• **Task goal**: Copy out, word for word, the lines of the data below from the one containing "of the bamboo" through the end of the data, including both ends. Omit the pictures from your answer.

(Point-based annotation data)
>>>>

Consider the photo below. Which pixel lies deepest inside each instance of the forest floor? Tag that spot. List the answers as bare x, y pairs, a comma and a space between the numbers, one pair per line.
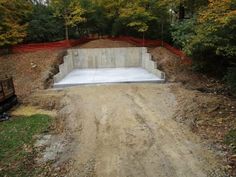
172, 129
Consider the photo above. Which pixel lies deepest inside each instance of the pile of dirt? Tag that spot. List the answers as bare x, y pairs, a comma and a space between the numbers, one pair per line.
105, 43
30, 71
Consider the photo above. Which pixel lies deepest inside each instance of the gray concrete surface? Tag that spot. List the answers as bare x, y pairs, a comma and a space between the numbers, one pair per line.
131, 57
107, 75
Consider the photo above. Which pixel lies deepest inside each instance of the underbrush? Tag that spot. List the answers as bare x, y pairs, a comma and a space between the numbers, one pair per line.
16, 146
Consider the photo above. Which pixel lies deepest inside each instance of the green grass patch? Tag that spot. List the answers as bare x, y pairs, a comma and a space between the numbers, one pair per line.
16, 143
230, 139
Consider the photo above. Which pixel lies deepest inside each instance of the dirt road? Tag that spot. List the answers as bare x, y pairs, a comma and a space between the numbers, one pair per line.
128, 131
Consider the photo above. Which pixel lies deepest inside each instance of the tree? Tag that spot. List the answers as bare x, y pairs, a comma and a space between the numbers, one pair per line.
70, 11
12, 26
136, 15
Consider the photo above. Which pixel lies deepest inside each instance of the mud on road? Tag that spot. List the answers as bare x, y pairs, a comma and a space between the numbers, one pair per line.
128, 130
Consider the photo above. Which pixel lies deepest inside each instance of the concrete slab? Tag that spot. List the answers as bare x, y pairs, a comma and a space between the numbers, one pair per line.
107, 75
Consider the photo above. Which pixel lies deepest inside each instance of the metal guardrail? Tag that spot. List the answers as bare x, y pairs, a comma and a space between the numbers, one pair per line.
7, 89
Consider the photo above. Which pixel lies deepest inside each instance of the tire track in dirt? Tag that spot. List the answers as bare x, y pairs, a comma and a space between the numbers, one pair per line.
128, 131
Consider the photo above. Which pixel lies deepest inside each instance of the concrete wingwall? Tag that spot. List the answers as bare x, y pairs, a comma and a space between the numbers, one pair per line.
107, 58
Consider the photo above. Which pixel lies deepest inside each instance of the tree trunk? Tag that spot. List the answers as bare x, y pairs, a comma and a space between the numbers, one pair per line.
143, 39
181, 11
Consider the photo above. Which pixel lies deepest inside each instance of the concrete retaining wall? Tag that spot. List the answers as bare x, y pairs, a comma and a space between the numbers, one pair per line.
107, 58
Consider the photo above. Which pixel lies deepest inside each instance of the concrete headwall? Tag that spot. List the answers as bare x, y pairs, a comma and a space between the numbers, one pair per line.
107, 58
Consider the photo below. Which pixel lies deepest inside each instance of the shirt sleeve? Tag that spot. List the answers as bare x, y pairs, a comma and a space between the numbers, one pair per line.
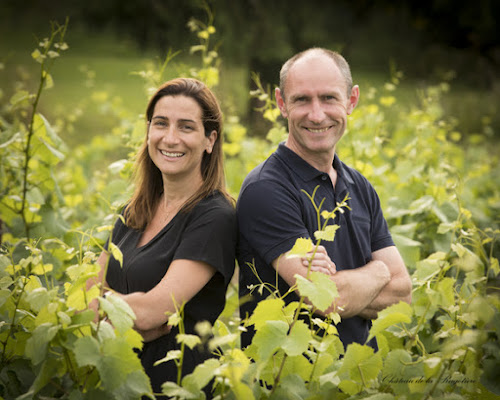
210, 236
269, 217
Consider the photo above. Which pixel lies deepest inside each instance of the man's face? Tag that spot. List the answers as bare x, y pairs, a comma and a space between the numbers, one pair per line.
316, 105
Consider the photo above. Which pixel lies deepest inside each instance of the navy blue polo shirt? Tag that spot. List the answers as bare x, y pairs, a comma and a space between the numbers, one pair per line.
273, 212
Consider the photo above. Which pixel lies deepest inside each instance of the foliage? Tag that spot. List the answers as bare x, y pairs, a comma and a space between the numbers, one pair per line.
441, 198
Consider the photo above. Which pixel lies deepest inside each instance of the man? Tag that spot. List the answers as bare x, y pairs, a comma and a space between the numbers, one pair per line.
316, 95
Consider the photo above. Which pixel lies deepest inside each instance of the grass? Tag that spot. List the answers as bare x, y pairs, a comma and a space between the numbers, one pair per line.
102, 65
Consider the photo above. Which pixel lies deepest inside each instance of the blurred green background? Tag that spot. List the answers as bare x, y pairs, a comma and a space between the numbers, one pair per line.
428, 41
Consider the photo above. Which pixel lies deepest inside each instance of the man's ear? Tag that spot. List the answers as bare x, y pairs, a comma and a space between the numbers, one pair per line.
353, 99
280, 102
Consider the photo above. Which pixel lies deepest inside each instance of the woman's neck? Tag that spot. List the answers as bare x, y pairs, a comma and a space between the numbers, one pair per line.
177, 191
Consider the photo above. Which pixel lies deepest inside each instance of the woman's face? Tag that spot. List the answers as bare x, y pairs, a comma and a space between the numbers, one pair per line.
176, 138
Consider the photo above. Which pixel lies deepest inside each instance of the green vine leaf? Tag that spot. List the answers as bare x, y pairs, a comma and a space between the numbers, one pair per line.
301, 247
320, 289
392, 315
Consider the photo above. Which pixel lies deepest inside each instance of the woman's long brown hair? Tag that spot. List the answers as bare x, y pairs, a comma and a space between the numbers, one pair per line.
148, 180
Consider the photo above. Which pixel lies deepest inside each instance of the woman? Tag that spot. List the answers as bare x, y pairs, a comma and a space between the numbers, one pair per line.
179, 236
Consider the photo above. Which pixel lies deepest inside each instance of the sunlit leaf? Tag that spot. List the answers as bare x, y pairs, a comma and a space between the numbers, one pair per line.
320, 289
395, 314
301, 247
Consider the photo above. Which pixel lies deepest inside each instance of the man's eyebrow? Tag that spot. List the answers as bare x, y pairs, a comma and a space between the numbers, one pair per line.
294, 97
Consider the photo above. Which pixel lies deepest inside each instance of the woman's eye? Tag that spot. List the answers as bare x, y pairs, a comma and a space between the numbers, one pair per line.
159, 123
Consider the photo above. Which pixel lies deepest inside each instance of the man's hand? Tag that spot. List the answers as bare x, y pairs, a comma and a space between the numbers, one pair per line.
321, 261
155, 333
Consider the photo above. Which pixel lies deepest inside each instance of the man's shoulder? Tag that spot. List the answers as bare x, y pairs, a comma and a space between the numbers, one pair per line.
353, 175
270, 170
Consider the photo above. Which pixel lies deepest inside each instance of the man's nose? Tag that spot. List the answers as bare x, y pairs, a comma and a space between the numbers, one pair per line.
316, 113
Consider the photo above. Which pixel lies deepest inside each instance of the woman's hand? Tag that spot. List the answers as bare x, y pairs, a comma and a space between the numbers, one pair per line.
321, 261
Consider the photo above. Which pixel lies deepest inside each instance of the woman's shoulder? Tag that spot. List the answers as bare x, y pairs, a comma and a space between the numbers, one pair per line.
215, 205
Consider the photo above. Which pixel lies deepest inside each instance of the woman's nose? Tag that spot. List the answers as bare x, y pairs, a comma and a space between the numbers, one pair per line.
171, 135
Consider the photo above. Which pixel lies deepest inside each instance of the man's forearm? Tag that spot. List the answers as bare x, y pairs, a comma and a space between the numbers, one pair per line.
359, 287
398, 289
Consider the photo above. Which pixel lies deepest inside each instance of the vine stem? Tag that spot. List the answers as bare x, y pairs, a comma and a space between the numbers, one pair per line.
31, 128
302, 298
436, 383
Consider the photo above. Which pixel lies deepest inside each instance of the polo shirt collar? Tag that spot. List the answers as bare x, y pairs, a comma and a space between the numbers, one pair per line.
305, 170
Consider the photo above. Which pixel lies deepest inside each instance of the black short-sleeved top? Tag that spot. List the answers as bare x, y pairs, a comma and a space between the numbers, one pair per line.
273, 212
208, 233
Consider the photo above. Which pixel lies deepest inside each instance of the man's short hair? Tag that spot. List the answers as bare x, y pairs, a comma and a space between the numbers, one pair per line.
337, 58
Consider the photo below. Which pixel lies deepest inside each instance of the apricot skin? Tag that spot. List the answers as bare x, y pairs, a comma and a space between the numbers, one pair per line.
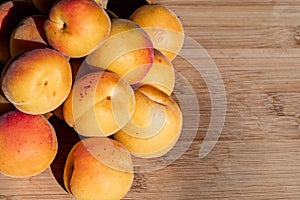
28, 144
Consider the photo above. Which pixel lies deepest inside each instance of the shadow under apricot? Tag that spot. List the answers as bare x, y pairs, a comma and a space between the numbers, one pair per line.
67, 138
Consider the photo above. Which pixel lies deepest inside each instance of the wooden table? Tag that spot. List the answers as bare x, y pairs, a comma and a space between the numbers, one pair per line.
255, 47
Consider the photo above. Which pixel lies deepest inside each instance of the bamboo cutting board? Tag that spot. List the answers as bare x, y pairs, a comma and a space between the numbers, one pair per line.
254, 46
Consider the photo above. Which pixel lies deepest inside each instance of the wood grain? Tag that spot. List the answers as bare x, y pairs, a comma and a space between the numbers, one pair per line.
255, 45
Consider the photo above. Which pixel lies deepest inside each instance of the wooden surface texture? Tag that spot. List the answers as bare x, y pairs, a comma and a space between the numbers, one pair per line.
255, 47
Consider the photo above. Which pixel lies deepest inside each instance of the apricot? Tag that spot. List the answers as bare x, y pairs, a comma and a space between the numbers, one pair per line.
100, 104
128, 51
98, 168
161, 74
28, 144
37, 81
29, 34
163, 26
155, 125
77, 27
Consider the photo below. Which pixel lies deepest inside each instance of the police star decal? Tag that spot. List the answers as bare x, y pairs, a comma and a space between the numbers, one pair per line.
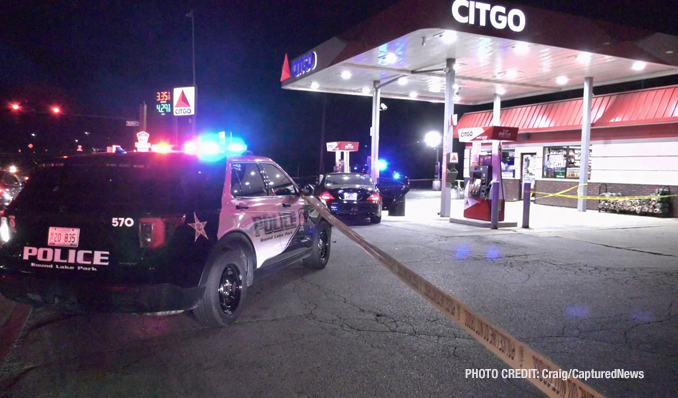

<<<<

• **Result of this exercise**:
Consider the photo above. Which pixel lies deepest inside each instance of the bamboo cutting board? Tag that spot. List the answers as bare x, y pairs, a comma and a space between the numbers, one pair per line.
254, 46
Consider the photo above. Which pixel lies deepest inside each instance of the wood grain? Tag that spot. List the answers as bare x, y pairs, a comma and a space between the numbers, one pair per line.
255, 45
Consider the photo above. Which pixel lies deepest inside each instance of the wooden surface texture? Tag that spot. List the answers as bare x, y pairs, a comma and a space between the numbers, one pair per line.
255, 47
Consider the photo above. Which pixel lies deepest inside each instance of the apricot? Tag that spot. List the answers as bare x, y pairs, a comma and a space between the numbers, one pair per line.
100, 104
128, 51
98, 168
161, 74
28, 144
37, 81
29, 34
163, 26
155, 125
77, 27
Consider the photo below. Which pixel lies deepest inside each instance of the police star decal? Tag that spot. List the answers as bare x, y pairs, a comma and a space between the numbers, one pair per line.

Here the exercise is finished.